Data records:
= = =

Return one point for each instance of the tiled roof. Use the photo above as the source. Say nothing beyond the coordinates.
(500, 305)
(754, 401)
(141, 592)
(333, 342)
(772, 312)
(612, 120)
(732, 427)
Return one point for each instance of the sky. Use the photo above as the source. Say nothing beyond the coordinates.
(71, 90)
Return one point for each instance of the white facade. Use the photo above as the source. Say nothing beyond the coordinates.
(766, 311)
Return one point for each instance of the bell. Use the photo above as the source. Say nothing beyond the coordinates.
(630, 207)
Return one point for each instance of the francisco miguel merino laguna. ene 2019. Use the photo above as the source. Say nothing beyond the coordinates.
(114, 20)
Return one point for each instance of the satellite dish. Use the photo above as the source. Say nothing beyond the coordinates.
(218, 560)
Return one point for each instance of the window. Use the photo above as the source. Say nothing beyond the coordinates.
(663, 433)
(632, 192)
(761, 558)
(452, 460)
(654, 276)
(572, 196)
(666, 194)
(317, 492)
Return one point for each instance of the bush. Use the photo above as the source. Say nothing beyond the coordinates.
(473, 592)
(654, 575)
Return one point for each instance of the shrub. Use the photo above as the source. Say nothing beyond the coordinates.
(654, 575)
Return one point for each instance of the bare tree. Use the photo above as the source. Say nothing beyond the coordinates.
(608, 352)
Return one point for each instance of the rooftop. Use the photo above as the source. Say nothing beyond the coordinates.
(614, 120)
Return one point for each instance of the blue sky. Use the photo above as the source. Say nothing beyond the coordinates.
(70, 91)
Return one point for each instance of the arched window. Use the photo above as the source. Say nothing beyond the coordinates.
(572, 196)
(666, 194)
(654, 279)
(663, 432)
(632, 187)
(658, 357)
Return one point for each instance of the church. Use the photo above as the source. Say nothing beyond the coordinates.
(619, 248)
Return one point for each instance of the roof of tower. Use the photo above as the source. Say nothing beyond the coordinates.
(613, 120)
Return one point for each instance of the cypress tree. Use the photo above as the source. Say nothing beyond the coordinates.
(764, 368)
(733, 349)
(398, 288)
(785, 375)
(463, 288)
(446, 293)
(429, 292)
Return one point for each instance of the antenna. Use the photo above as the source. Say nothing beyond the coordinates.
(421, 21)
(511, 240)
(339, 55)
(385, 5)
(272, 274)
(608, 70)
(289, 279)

= = =

Exercise directions:
Reproduce every one of the items above word for word, in the same order.

Exercise output:
Return one point for each instance of the tiled roof. Use the photo above as the source. Say nothing beyond the coordinates.
(500, 305)
(754, 401)
(141, 592)
(333, 342)
(772, 312)
(612, 120)
(732, 427)
Return one point for each instance of the sky. Use the photo above as the source. Say nothing beyond the coordinates.
(71, 90)
Return one point for each instance of the white facade. Use the photo above as the source. Say nothing beyond the coordinates.
(766, 311)
Return one point for each instance of the bell. Use the photo above as the source. Say nothing beyond the coordinates.
(630, 207)
Return one point for each instance of the francisco miguel merino laguna. ene 2019. Use the photo above as the source. Say nothing beyond the coordinates.
(114, 20)
Return one point for each instance of the satellite dish. Use the photo above as the source. Say nothing beyond the coordinates.
(218, 560)
Return one point for each instance of the window. Use the photo above as the source. Say nothing beyond the coordinates.
(663, 433)
(632, 192)
(761, 558)
(452, 460)
(654, 276)
(572, 196)
(666, 194)
(317, 492)
Return one point for each instance of the bush. Use the photo above as the source. Say nothing beyond the coordinates.
(473, 592)
(654, 575)
Return one point for each instance of the shrub. Use the photo above as the source. Say nothing beyond the coordinates.
(654, 575)
Return one point for each instance of the bare tree. Use the photo above as the source. Say nothing beyond the coordinates.
(608, 352)
Return one point for each instance of the rooftop. Use the photo above as the source. Say nothing beyond the coordinates.
(614, 120)
Return one point for each instance of the blue sky. Use the photo above as the source. Say nothing beyond the coordinates.
(70, 91)
Return one point for each instance of the arched window. Use the photo above as the source. Say nothing beyond the coordinates.
(572, 196)
(666, 194)
(654, 279)
(663, 432)
(632, 187)
(658, 357)
Return one point for each instance of the church. Use the photo above as the source. Say nothing beyond the coordinates.
(619, 248)
Return one point for each instance of the roof of tower. Use the photo above as the source. Say nothing beyond the coordinates.
(613, 120)
Return one point for each instance of the cypress tree. Use the photo above as the source. Say nothing beyond the coordinates.
(764, 368)
(733, 349)
(398, 288)
(785, 375)
(463, 288)
(446, 293)
(429, 292)
Return one point for each instance of the antenna. Use the photo above as the source. Say nothing beyond the coordinates.
(421, 21)
(511, 240)
(339, 55)
(385, 5)
(272, 274)
(608, 70)
(289, 279)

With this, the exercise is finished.